[HPADM] [SUMMARY] Can a mirrored boot disk be hot-replaced

From: Garner, Jim - DIT (garnerjr@ci.richmond.va.us)
Date: 04/16/03

  • Next message: Ben Le: "[HPADM] Oracle vs COBOL"
    From: "Garner, Jim  -  DIT" <garnerjr@ci.richmond.va.us>
    To: "'hpux-admin@dutchworks.nl'" <hpux-admin@dutchworks.nl>
    Date: Wed, 16 Apr 2003 16:01:36 -0400
    
    

    Here's the original post:

    > We had a failed, internal disk drive in a rp5470 (L-class). It
    > was a mirror of the boot disk. The system kept running. An HP
    > engineer was dispatched with a replacement disk. He said it would
    > be necessary to shutdown the system and bring it up in single user
    > mode to vgsync the logical volumes. The vgsync took about 45
    > minutes. Adding in the time to shutdown and boot, the system was
    > down for an hour. Management wants to know why it was necessary
    > to take the system down. I called HP and was told, "Hot swap and
    > hot replace are not the same thing. You risk damaging the system
    > bus, crashing the operating system, or corrupting your data."
    >
    > I would like to receive some opinions on this. I will summarize.
    >
    > Extra info:
    > In a document entitled "LVM: Procedure for replacing an LVM disk
    > in HP-UX 10.x and 11.x" (Document ID KBAN00000347), HP describes a
    > procedure for replacing a mirrored root volume in which a shutdown
    > is done. But there is this note:
    >
    > "Note: If the disk being replaced is Hot-Pluggable (or Hot-
    > Swappable) a reboot may not be necessary. Please inquire your
    > customer engineer to determine if a reboot is required."

══════════════════════════════

--- PROMPT A ---
Pick out every line of the listing below that contains the string "linen", and copy each one. Case counts.

--- DATA EXCERPTS ---
══════════════════════════════

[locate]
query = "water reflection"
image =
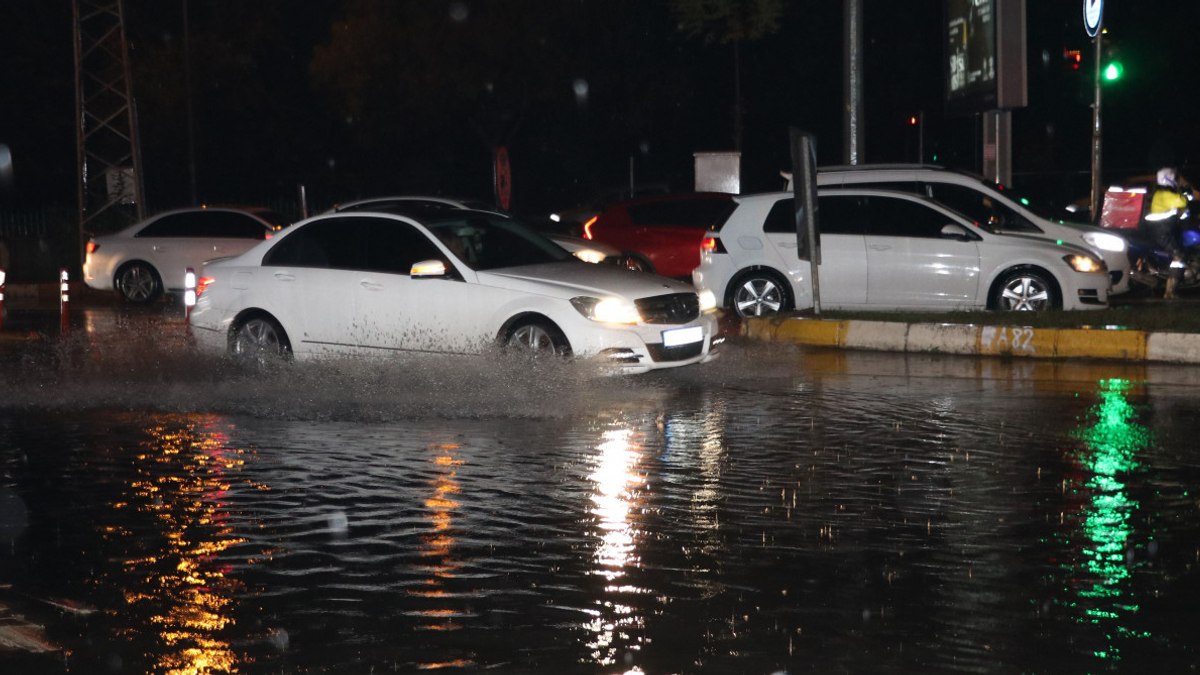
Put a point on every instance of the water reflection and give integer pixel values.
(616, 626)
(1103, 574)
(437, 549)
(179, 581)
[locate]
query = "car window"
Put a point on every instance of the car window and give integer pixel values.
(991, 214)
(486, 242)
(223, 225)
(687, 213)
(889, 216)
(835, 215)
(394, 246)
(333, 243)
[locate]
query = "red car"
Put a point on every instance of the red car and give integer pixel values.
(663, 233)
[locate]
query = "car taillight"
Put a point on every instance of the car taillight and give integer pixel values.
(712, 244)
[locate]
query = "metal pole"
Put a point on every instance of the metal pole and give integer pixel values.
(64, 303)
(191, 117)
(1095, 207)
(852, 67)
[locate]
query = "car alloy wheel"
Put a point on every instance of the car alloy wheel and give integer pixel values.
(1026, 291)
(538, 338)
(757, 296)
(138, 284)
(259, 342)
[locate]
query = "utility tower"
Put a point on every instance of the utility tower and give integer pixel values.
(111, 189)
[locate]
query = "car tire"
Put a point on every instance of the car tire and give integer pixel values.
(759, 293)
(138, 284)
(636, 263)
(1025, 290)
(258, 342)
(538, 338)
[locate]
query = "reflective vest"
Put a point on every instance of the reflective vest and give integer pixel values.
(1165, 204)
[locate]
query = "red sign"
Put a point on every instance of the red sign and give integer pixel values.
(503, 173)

══════════════════════════════

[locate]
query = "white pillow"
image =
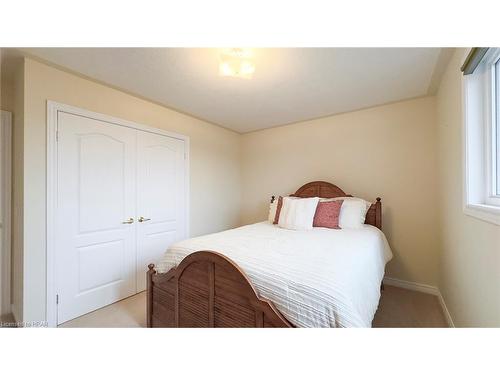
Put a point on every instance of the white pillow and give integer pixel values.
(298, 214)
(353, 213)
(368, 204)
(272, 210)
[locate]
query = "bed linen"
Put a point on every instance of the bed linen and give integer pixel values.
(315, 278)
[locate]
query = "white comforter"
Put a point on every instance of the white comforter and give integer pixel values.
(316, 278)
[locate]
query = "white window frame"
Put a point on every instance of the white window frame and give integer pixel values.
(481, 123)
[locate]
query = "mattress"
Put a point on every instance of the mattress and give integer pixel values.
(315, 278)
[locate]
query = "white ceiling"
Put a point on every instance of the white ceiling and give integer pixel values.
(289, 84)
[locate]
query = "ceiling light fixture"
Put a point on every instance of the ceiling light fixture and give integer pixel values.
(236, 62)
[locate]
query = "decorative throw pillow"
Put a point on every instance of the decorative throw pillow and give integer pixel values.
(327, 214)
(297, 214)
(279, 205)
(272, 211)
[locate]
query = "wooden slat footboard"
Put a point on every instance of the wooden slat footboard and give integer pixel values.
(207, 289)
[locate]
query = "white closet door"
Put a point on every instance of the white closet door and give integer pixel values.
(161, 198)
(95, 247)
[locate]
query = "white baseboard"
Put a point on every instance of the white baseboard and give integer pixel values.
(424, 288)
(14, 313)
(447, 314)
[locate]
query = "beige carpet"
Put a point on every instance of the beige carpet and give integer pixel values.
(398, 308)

══════════════════════════════

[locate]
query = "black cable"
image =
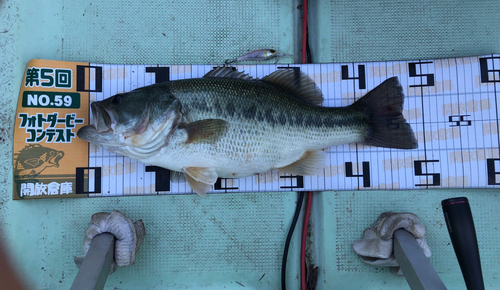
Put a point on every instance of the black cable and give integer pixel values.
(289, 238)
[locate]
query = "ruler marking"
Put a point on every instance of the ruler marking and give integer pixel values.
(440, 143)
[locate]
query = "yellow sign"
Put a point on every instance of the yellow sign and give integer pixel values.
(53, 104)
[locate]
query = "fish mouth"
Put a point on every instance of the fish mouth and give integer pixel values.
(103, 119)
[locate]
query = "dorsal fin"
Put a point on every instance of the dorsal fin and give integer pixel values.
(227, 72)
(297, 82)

══════════════════════════════

--- PROMPT B ---
In the post about replacing a mirrored boot disk, how long did the vgsync take?

--- FULL SOLUTION A ---
query = "bed linen"
Put a point on every instance of the bed linen and give integer pixel values.

--- FULL SOLUTION B ---
About 45 minutes.